Tareas propuestas:
A. Reescribe en forma de lista el párrafo del fragmento sobre la Academia que comienza «El honor de haber sido», conservando sus datos principales.
B. Según el fragmento sobre la Academia, ¿qué nombre tuvo inicialmente esta institución?

Extracto de página:

- - - -

El honor de haber sido el primer odiador público de la Academia recae en Luis de Salazar y Castro, cronista mayor de Castilla y hombre de plena confianza del rey Carlos II. El mismo año en el que se constituyó la Academia (llamada inicialmente La Española) uno de los académicos publicó un enorme volumen de casi cuatrocientas páginas sobre la Historia de la Iglesia. Ese fue el punto de arranque para el “odiador” Salazar y Castro, que haciendo uso de su derecho a la libertad de expresión manifestó que aquel libro soporífero estaba escrito en un «lenguaje barroquizante, enrevesado, altisonante y bastante pedante». Aquello no se entendió como un ataque al libro, sino como un bofetón indirecto a la Corporación, que esperó un año para contestar, haciéndolo también en forma de libro y bajo pseudónimo. Eso era tal vez lo que el hater esperaba, pues ni corto ni perezoso, respondió en forma de nuevo librito. En éste inventaba una larga conversación entre los pasajeros que viajaban compartiendo un coche de punto de Madrid a Alcalá. Los diálogos cargados de ironía y juegos de palabras no tienen desperdicio. Entre las bromas y críticas cabría destacar un pasaje breve donde una joven mujer que viaja en aquel coche de caballos rodeada de hombres pretende dar su opinión (¡¡siglo XVIII!!) acerca de lo que allí se estaba hablando. El cura la interrumpe bruscamente:
—Niña, a lo que aquí venimos es un acto muy serio de entendimiento, a tratar de cosas que no son permitidas a tu sexo […]. Vete con la mesonera […].
Ella, entonces, le responde con unas palabras en las que hay un eco de aquella cervantina pastora Marcela del Quijote, independiente y segura de sí:
—¿De dónde saca que hay nada negado a mi sexo, si con él concurren el estudio y la aplicación? […] ¿Acaso el espíritu tiene sexo? ¿No le unió Dios al cuerpo de la mujer como al del hombre? La cabeza, que es el único órgano de la ciencia, ¿es diferente en los dos? ¿No veo yo con los ojos, no oigo con los oídos, no gusto y no hablo con la lengua? […] Cuando se aplicaron las mujeres a las ciencias, ¿no hicieron tan grandes progresos que arrebataron la admiración de los sabios?

- - - -

Datos del conjunto:
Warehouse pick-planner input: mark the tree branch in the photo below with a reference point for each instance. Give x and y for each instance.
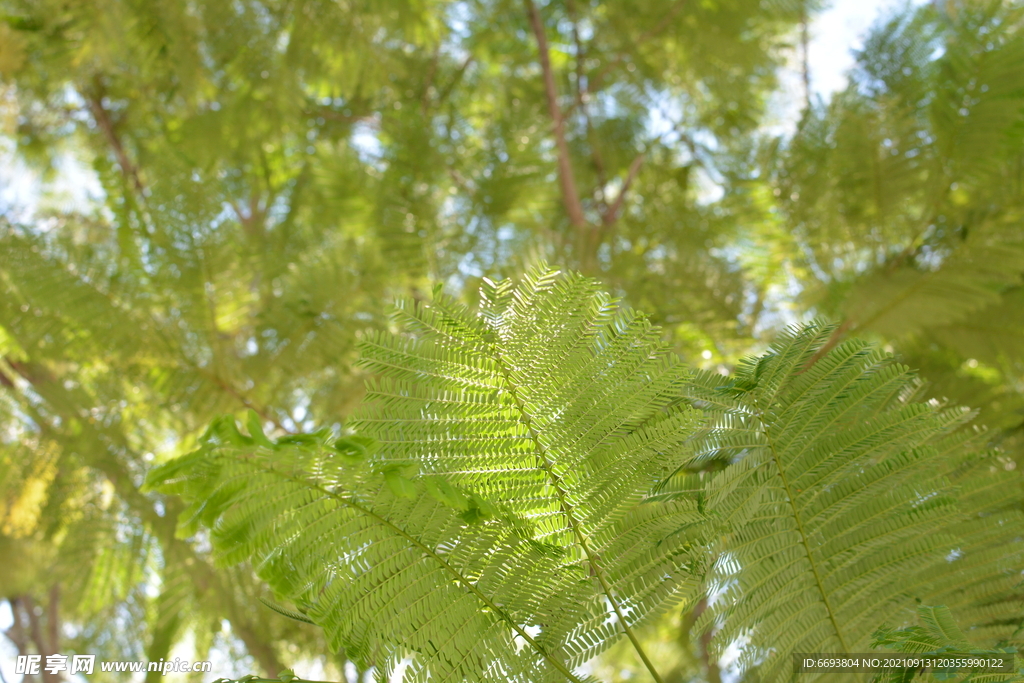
(570, 197)
(612, 214)
(102, 119)
(595, 81)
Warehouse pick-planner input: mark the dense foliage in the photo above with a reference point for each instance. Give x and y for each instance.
(233, 193)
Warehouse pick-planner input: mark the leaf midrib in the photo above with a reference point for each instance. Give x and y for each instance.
(566, 510)
(800, 525)
(466, 583)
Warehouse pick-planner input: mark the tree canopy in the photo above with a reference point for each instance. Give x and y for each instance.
(268, 176)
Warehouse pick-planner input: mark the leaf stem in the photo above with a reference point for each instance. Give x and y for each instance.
(466, 583)
(546, 465)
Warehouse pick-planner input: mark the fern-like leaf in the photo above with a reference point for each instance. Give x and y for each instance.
(848, 503)
(495, 521)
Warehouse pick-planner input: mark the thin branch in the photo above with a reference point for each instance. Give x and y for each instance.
(631, 175)
(595, 81)
(102, 119)
(704, 646)
(455, 80)
(581, 103)
(834, 339)
(573, 524)
(570, 197)
(53, 617)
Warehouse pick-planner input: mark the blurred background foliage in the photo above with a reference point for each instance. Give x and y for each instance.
(266, 175)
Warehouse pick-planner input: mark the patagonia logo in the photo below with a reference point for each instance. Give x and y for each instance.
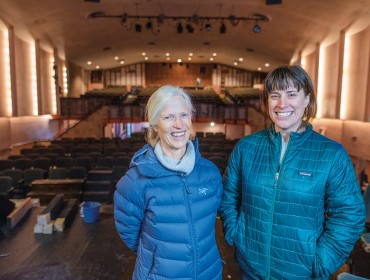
(305, 173)
(203, 191)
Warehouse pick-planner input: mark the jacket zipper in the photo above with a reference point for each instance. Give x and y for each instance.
(277, 174)
(187, 192)
(270, 225)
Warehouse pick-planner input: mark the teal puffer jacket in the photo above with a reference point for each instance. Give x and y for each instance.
(168, 218)
(297, 220)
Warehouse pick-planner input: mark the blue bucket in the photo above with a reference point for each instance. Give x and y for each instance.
(91, 211)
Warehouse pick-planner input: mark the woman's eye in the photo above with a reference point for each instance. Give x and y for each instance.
(274, 96)
(168, 118)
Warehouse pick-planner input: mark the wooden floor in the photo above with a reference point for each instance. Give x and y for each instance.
(90, 251)
(83, 251)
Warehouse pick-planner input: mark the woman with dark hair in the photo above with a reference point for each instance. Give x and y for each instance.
(292, 205)
(165, 206)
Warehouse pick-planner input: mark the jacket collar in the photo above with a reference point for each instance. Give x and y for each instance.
(294, 136)
(149, 166)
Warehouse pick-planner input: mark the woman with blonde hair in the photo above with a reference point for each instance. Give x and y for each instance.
(166, 204)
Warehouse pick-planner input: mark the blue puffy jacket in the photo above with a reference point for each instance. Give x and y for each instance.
(296, 220)
(168, 218)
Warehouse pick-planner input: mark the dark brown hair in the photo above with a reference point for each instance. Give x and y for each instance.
(291, 75)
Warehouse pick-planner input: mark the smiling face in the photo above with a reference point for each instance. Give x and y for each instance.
(173, 127)
(286, 108)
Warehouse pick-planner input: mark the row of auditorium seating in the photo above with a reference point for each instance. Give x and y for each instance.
(89, 161)
(17, 183)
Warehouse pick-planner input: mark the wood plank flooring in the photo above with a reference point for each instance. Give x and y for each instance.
(83, 251)
(91, 252)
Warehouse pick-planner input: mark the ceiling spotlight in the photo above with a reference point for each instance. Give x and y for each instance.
(149, 25)
(179, 28)
(138, 27)
(161, 18)
(189, 28)
(223, 28)
(208, 27)
(256, 28)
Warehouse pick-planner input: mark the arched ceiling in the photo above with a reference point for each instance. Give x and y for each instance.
(292, 26)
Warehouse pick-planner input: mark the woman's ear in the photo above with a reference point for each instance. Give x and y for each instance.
(307, 100)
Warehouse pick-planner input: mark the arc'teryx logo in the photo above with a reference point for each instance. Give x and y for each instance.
(203, 191)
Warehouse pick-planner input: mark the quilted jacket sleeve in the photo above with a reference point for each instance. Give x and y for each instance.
(231, 199)
(345, 216)
(129, 209)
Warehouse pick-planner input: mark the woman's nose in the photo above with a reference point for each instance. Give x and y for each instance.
(178, 122)
(281, 101)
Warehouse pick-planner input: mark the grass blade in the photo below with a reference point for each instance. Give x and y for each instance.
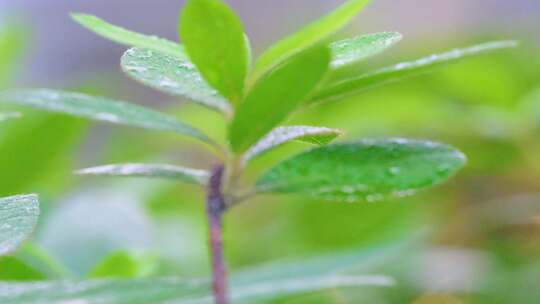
(127, 37)
(160, 171)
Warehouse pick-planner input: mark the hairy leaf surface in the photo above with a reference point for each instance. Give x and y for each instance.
(172, 75)
(344, 88)
(215, 41)
(308, 36)
(127, 37)
(150, 171)
(367, 170)
(282, 135)
(352, 50)
(18, 218)
(101, 109)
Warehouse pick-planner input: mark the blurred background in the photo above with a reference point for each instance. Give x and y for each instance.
(475, 239)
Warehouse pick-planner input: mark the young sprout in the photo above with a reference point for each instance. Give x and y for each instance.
(213, 67)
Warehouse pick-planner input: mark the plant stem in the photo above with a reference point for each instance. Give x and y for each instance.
(215, 207)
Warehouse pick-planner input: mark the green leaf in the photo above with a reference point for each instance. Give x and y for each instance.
(150, 171)
(169, 290)
(172, 75)
(215, 41)
(18, 218)
(102, 109)
(349, 51)
(9, 115)
(123, 264)
(348, 87)
(308, 36)
(368, 170)
(253, 285)
(54, 136)
(282, 135)
(42, 261)
(129, 38)
(12, 42)
(14, 269)
(276, 95)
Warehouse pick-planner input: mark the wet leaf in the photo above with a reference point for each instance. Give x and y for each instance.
(367, 170)
(9, 115)
(175, 76)
(275, 96)
(18, 218)
(127, 37)
(349, 51)
(282, 135)
(14, 269)
(150, 171)
(123, 264)
(101, 109)
(348, 87)
(254, 285)
(307, 37)
(215, 41)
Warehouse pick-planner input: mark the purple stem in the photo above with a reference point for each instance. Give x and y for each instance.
(215, 207)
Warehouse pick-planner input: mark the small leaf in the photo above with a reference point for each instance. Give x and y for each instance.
(10, 115)
(279, 136)
(308, 36)
(275, 96)
(366, 170)
(255, 285)
(14, 269)
(102, 109)
(349, 51)
(150, 171)
(344, 88)
(215, 41)
(55, 137)
(123, 264)
(175, 76)
(18, 218)
(127, 37)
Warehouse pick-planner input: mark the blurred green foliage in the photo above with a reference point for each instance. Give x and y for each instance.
(488, 107)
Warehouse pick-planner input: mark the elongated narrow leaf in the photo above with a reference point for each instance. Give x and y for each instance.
(18, 218)
(349, 51)
(127, 37)
(171, 290)
(172, 75)
(12, 42)
(348, 87)
(9, 115)
(215, 41)
(308, 36)
(99, 108)
(254, 285)
(367, 170)
(54, 136)
(275, 96)
(279, 136)
(150, 171)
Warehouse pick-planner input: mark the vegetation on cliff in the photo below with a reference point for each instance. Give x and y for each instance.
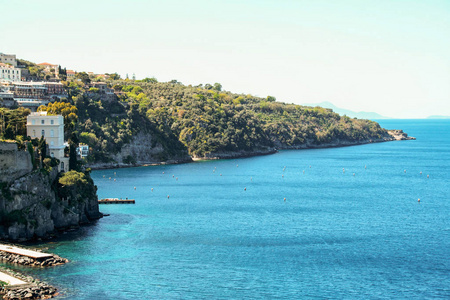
(199, 120)
(207, 120)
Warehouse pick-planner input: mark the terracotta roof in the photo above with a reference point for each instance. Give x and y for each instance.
(46, 64)
(6, 65)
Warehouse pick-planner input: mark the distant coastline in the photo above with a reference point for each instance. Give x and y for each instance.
(395, 135)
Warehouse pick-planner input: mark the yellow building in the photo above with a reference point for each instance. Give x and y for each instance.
(52, 129)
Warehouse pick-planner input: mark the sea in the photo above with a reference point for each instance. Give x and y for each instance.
(335, 223)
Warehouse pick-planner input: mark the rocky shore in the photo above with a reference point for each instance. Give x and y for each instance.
(55, 260)
(35, 289)
(393, 135)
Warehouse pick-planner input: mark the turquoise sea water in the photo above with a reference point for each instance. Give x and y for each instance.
(354, 235)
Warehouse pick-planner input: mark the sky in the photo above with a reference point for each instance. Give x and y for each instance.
(386, 56)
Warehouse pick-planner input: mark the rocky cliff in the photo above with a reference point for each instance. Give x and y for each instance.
(143, 149)
(34, 205)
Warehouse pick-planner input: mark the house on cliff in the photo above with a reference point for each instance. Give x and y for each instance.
(51, 127)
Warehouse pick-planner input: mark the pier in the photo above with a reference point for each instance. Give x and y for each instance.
(12, 282)
(116, 201)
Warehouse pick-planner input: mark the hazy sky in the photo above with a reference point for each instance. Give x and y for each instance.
(391, 57)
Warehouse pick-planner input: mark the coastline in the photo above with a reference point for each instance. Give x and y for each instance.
(393, 135)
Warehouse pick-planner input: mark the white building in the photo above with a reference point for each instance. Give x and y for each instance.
(8, 59)
(52, 129)
(10, 73)
(83, 150)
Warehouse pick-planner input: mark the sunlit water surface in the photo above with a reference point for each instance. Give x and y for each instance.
(358, 234)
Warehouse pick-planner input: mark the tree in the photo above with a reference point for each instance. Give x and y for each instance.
(113, 76)
(73, 178)
(73, 144)
(150, 80)
(217, 87)
(84, 77)
(42, 146)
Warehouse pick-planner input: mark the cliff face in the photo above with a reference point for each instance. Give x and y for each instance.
(142, 150)
(31, 205)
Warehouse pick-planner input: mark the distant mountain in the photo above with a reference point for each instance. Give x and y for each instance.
(349, 113)
(438, 117)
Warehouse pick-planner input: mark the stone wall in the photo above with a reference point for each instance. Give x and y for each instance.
(13, 163)
(29, 203)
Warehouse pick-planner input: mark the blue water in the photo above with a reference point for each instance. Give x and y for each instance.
(337, 235)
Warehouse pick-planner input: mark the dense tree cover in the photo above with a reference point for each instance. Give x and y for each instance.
(208, 120)
(13, 123)
(201, 119)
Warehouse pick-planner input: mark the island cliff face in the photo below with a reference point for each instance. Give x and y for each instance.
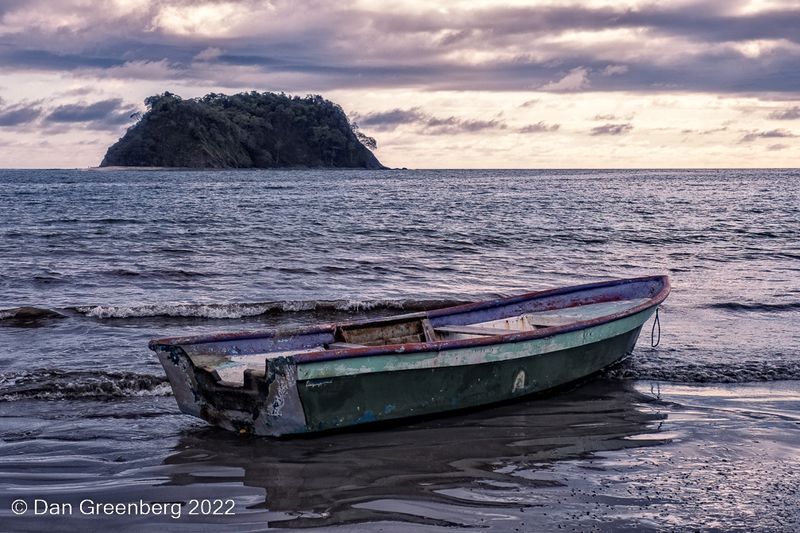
(247, 130)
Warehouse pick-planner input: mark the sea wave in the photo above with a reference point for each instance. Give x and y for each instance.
(242, 310)
(35, 315)
(53, 384)
(739, 372)
(28, 315)
(757, 306)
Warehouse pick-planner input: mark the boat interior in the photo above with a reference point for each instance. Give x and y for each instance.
(229, 362)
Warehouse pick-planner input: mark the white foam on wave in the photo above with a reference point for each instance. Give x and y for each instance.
(242, 310)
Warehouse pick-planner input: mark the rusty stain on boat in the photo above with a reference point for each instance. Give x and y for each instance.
(336, 375)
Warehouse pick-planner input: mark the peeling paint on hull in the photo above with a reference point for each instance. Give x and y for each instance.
(308, 391)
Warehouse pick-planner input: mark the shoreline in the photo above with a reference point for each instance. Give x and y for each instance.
(605, 456)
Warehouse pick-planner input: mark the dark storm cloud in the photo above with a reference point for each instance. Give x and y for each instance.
(322, 47)
(612, 129)
(770, 134)
(111, 111)
(103, 115)
(791, 113)
(392, 118)
(19, 114)
(425, 122)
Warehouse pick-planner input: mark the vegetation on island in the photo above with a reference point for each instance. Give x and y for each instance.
(246, 130)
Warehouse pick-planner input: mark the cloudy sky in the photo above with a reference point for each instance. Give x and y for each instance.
(461, 83)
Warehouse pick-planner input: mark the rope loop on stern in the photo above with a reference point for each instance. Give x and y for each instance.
(656, 322)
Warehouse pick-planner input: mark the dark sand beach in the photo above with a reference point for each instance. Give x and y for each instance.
(702, 432)
(606, 456)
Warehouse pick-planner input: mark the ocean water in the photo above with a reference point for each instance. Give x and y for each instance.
(95, 263)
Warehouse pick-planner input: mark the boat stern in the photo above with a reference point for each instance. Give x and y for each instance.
(266, 403)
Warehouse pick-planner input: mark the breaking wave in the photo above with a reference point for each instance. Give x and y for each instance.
(54, 384)
(707, 372)
(28, 315)
(225, 310)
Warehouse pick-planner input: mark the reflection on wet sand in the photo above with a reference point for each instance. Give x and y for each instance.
(354, 477)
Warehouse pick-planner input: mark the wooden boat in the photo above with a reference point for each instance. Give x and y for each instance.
(339, 375)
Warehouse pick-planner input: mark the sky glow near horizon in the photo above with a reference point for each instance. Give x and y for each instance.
(461, 84)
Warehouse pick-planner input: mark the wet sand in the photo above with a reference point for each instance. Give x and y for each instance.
(606, 456)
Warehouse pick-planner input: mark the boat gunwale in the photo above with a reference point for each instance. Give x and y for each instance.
(417, 347)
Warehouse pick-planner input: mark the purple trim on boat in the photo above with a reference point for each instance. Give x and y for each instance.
(327, 355)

- - - -

Respuestas escritas:
A.
- Luis de Salazar y Castro, cronista mayor de Castilla y hombre de plena confianza del rey Carlos II, fue el primer odiador público de la Academia.
- El mismo año en que se constituyó la Academia (llamada inicialmente La Española), un académico publicó un volumen de casi cuatrocientas páginas sobre la Historia de la Iglesia.
- Salazar y Castro afirmó que el libro estaba escrito en un «lenguaje barroquizante, enrevesado, altisonante y bastante pedante».
- La crítica se interpretó como un ataque indirecto a la Corporación, que respondió un año después con un libro publicado bajo pseudónimo.
- Salazar y Castro replicó con un nuevo librito: una conversación llena de ironía y juegos de palabras entre los pasajeros de un coche de punto que iba de Madrid a Alcalá.
- En un pasaje breve, una joven que viaja rodeada de hombres intenta opinar sobre lo que se habla, y el cura la interrumpe bruscamente.

B. La Española.